_THE PROBLEM_: Retype the tail of the data exactly, starting at the line containing "segment tree canopy" and stopping at the last line.

_MATERIAL SUPPLIED_:
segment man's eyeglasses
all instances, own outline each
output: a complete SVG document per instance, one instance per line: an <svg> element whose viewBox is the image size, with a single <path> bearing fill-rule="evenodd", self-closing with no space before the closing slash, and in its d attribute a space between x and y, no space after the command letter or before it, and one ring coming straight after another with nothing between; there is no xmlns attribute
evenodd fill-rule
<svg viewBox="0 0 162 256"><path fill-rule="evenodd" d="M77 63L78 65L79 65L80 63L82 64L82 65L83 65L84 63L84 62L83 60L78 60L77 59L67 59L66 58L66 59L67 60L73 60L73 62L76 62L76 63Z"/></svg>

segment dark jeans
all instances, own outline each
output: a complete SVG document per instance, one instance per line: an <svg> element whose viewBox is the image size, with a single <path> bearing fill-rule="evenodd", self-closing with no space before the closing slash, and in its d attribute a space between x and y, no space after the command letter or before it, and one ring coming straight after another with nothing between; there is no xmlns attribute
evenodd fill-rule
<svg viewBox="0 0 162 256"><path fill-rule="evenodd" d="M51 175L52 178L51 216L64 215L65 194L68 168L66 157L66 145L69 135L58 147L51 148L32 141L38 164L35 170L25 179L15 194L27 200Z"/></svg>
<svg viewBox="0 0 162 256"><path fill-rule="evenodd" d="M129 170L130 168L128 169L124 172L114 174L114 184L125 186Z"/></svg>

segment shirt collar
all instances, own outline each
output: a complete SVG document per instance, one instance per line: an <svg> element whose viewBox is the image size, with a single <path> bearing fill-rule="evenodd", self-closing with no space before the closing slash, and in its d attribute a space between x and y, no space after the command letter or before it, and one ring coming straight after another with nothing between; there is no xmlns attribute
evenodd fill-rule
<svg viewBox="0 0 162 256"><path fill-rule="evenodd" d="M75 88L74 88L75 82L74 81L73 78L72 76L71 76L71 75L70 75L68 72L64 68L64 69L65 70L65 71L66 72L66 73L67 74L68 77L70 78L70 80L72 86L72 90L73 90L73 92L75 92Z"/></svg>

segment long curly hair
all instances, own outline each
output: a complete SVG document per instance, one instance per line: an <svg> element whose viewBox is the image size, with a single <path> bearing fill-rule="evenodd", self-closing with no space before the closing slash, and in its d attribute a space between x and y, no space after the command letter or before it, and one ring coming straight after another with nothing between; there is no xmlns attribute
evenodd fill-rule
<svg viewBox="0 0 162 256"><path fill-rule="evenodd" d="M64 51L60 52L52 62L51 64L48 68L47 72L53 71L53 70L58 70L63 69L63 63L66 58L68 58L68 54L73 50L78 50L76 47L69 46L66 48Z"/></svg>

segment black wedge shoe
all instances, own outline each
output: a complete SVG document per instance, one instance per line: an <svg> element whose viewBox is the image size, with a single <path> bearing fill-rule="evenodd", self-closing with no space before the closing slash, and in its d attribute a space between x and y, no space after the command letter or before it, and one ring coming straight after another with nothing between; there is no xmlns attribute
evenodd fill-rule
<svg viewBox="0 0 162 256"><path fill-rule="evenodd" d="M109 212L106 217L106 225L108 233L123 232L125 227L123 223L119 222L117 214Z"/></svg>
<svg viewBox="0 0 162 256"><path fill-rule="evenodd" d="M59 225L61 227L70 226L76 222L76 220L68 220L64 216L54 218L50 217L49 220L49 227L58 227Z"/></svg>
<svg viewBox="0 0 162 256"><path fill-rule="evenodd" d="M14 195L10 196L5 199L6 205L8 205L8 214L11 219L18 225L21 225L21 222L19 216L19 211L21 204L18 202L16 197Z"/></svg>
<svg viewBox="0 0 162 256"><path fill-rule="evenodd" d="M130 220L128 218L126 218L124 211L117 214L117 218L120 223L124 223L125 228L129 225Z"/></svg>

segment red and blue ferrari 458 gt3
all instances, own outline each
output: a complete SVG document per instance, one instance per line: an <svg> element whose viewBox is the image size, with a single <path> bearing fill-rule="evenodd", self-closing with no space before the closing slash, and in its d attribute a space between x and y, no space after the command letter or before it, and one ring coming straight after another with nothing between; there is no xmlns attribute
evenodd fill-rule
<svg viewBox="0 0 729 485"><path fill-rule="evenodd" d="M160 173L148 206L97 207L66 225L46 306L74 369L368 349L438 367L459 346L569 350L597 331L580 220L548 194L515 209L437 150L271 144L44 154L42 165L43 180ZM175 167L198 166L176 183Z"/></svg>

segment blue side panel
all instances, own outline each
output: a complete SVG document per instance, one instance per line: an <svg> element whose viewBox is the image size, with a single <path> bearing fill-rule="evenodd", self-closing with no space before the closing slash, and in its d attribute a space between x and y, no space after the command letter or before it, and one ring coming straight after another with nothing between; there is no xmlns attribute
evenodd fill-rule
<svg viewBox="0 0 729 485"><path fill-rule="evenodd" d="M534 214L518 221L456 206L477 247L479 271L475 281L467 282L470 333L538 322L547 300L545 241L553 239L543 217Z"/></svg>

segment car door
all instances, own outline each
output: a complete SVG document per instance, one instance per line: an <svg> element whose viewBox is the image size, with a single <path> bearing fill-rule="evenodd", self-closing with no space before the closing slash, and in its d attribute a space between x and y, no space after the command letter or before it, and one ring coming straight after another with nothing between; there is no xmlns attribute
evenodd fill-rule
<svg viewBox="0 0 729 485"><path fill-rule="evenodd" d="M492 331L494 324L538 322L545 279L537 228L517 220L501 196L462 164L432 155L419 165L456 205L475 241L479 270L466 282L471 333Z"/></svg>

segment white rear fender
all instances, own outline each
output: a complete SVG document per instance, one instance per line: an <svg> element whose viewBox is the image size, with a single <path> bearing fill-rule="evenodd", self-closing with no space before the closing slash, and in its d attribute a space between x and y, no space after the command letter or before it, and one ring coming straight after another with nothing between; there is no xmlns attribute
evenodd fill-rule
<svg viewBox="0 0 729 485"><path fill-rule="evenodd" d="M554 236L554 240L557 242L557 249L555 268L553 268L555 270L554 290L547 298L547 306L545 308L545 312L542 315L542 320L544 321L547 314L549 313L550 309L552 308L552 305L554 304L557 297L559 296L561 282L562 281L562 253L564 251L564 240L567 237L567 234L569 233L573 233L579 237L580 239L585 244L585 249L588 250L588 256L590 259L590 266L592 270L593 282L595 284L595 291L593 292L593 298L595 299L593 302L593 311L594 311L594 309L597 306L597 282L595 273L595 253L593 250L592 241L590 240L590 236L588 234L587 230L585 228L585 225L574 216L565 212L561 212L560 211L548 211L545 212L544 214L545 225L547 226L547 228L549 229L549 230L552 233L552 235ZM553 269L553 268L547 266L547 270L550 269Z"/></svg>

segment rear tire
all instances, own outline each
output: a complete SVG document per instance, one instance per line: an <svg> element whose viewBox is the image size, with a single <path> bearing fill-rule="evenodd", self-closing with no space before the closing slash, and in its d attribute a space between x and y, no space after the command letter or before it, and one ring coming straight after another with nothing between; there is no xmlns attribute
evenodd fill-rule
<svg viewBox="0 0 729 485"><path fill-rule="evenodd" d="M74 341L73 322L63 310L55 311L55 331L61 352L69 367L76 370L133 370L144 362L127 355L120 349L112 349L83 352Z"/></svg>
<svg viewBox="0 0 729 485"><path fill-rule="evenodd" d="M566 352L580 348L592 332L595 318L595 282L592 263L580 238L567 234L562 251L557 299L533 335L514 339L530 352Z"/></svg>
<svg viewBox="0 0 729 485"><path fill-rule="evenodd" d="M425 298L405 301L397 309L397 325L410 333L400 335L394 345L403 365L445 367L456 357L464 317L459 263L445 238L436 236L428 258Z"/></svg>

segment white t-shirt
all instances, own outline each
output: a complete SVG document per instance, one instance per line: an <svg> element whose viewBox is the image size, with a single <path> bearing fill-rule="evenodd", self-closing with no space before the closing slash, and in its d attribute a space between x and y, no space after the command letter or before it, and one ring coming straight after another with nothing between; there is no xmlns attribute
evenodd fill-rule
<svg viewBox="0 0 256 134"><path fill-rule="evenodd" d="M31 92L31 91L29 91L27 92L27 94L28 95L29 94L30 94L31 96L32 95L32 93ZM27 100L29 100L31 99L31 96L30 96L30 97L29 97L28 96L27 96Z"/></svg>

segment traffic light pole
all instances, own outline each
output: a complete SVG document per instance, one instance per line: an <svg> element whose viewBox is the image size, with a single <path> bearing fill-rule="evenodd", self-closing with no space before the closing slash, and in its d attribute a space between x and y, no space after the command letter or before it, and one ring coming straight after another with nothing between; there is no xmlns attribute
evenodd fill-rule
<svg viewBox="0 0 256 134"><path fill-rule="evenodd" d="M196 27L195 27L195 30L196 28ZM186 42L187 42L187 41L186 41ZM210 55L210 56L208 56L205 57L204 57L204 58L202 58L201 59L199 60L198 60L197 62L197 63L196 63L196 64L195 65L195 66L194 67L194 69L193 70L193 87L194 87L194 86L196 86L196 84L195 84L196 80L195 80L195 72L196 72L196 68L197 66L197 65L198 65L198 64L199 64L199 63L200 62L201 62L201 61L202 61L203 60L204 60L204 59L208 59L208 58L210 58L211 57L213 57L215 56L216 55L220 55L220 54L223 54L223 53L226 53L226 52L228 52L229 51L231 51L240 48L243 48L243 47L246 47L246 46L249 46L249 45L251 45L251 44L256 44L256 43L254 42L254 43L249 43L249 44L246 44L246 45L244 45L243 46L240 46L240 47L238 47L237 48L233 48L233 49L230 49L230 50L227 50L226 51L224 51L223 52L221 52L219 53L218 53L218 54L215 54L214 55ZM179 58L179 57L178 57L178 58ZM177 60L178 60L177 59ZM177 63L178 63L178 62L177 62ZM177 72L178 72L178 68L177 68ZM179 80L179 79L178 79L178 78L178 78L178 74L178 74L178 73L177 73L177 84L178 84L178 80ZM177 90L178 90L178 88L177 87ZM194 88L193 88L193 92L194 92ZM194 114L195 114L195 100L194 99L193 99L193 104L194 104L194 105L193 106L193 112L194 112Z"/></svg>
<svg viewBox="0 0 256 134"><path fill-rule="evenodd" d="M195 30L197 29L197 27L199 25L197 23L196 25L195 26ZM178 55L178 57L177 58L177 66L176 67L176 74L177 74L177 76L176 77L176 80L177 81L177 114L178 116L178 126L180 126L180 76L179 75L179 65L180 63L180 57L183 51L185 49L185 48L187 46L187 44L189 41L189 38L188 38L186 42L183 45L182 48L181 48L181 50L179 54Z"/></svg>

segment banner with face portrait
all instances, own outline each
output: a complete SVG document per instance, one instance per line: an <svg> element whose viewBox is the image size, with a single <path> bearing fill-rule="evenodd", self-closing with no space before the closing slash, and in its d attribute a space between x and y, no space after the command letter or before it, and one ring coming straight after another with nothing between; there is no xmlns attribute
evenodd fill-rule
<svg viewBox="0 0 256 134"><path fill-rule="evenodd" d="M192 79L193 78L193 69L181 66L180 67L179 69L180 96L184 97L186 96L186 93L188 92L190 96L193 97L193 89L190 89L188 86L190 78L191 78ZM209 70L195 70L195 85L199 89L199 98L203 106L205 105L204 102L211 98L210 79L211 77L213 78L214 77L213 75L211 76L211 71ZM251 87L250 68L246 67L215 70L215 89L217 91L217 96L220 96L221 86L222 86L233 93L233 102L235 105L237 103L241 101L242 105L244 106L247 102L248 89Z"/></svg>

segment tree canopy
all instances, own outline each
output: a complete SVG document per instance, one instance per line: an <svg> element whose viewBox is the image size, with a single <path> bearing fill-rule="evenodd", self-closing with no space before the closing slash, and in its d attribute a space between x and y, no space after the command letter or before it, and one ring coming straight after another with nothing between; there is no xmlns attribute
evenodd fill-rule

_WRITTEN ANSWER_:
segment tree canopy
all instances, own outline each
output: a complete SVG document per instance, one instance per line: an <svg> element whose viewBox is the image size, with a single <path> bearing fill-rule="evenodd", self-closing with no space before the closing slash, and in its d attribute a space between x and y, no space after the command letter or before it, and one ring coming straight after another with nothing between; there is no xmlns attribute
evenodd fill-rule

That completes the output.